_本文:_
%%

他者を内側から知る(2)マルチン・デ・ポレス


矢ヶ崎紘子(AMOR編集部)

前回、古代の修道院長ベネディクトの妹スコラスティカの伝説を話題にした。彼女は兄を説得するという外的方法に挫折した時に、神に祈るという内的な道に転換して、結果として望み通り彼を引きとめることができたのだった。筆者はこの物語を、「同質性を媒介にして他者を内側から知ること」と解釈し、また、共同の祈りで歌うということが、何かこの内的知に関係があるのではないかと考えたのだった。

この漠然とした気づきについてもう少し何か言うことができないだろうか。そのとき、あらかじめ定義されている言葉や宗教的な決まり文句から出発するのではなく、素朴な実感に即して、筆者の内的な現実を表現するのにできるだけしっくりくる言葉を選ぶことによって、読者の実感にも沿うものとなるようにしたい。今回はマルチン・デ・ポレスの伝記を読んで、内的な知について学ぶことにする。

 

世界との関係と他者との関係

私たちが目を通じて世界を見ているとすると、自己というのはその目よりもいわば手前にあって、目の外を見ている意識のように感じられる。そして、その目が見ているのが世界(ここでは、他者や神を含む、私たちが経験しているものすべて)であるとしよう。他者とは、私の経験する世界に登場する、私とはさしあたり区別された意識をもつ人であると考えよう。すると、他者をどのように経験するかは、世界をどのように経験しているかを反映していることがわかる。

世界がよそよそしく危険に満ちていて、身を守らなければ生存できないという意識でいる場合は、他者も逃げるか勝つかしなければならない敵となるので、世界という戦場で「生き残る」ために様々な手段をこうじるだろう。世界が根本的にやさしく、安心でき、率直にふるまうことのできる場所だと思っているなら、結果的に他者の安心に貢献し、率直にふるまうだろう。

前者にとっては、世界との一体感は損なわれているので、何か思い通りにいかないとか、悲しいとか、不本意だとか、怒りとかそういう感情がついて回るだろう。そして、情報収集とか、交渉、操作、(多くは否定的な)推測といった、世界を外から知り、外から働きかける方法をとるだろう。他方で世界と内的な同調性をもっている人は人々に対しても何か自分自身と区別のない親しさをいだいているだろうし、人々もその人を昔から知っているような感覚を覚えるだろう。自己(意識)と他者との関係は、世界(意識が経験するものの総体)との関係によって変化すると思われる。

%%

_作業:_
(a) 他者を内側から知ることをめぐる本文で、世界を外から知り、外から働きかける方法として挙げられているものをすべて書き出せ。
(b) 他者を内側から知ることをめぐる本文の「矢ヶ崎紘子(AMOR編集部)」から「な知について学ぶことにする。」までを、一字一句変えずに書き写せ。
(c) 他者を内側から知ることをめぐる本文を、最後の文に続けて書き進めよ。
データは本文とは関係がない。

_提供データ:_
%%

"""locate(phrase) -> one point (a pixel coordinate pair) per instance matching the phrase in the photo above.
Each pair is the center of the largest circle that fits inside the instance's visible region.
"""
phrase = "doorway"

%%

_解答一覧:_
(a) 情報収集、交渉、操作、推測

(b)
矢ヶ崎紘子(AMOR編集部)

前回、古代の修道院長ベネディクトの妹スコラスティカの伝説を話題にした。彼女は兄を説得するという外的方法に挫折した時に、神に祈るという内的な道に転換して、結果として望み通り彼を引きとめることができたのだった。筆者はこの物語を、「同質性を媒介にして他者を内側から知ること」と解釈し、また、共同の祈りで歌うということが、何かこの内的知に関係があるのではないかと考えたのだった。

この漠然とした気づきについてもう少し何か言うことができないだろうか。そのとき、あらかじめ定義されている言葉や宗教的な決まり文句から出発するのではなく、素朴な実感に即して、筆者の内的な現実を表現するのにできるだけしっくりくる言葉を選ぶことによって、読者の実感にも沿うものとなるようにしたい。今回はマルチン・デ・ポレスの伝記を読んで、内的な知について学ぶことにする。

(c)
世界を危険だと思っている人にとっては、恐れ(世界から自分を守らなければならない、場合によってはそのために世界に登場する何かを攻撃しなければならないという考え)が支配的である。それはいわば恐れという柵で自分を囲んだ状態である。一方で世界と内的な同調性をもっている人は、恐れから脱出しており、世界といわば愛の関係にある。私たちの意識は宗教生活の中で両者の間を行ったり来たりしながら、徐々に恐れから愛の状態に移行しようとしているのだろう。

世の中では宗教が自己正当化の道具になっていることがよくある。宗教があるから戦争が起こると言われることさえあるほどである。それは、恐れから愛への移行という道筋からすると、恐れにとどまった状態を示していて、宗教の目的を達成しているとはいえない。宗教は本来恐れから愛への移行の道筋を示すものであり、その道筋をたどった先人の中には他者を内側から知る事例がふんだんにある。マルチン・デ・ポレスの伝記はその典型として挙げることができる。

 

マルチン・デ・ポレスの内的知

分類、交渉、説得、会話といった外的な人間関係を普通のことだと思っている私たちにとって、他者を内側から知ることは神秘的、奇跡のようなことに感じられる。1962年に教皇ヨハネ23世によって列聖された16世紀ペルーの修道士マルチン・デ・ポレスの伝記には、聖人伝に典型的な奇跡がいくつも記されている。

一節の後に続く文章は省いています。